> **Source data**
= Beginning of Section =
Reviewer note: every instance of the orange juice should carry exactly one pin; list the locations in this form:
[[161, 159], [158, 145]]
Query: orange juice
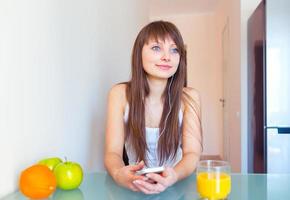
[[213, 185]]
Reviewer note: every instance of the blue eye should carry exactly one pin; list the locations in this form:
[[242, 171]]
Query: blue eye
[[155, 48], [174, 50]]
= End of Section =
= Beginning of Section =
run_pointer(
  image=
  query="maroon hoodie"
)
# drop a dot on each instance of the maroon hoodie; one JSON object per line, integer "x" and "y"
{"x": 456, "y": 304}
= End of Section =
> **Action item**
Each line carrying the string "list" should be copied out from the entries.

> **Answer to this problem**
Reviewer note: every instance of the orange juice should carry exactly one pin; list the locations in this form:
Reviewer note: every instance of the blue eye should carry exactly one pin; list the locations in this form:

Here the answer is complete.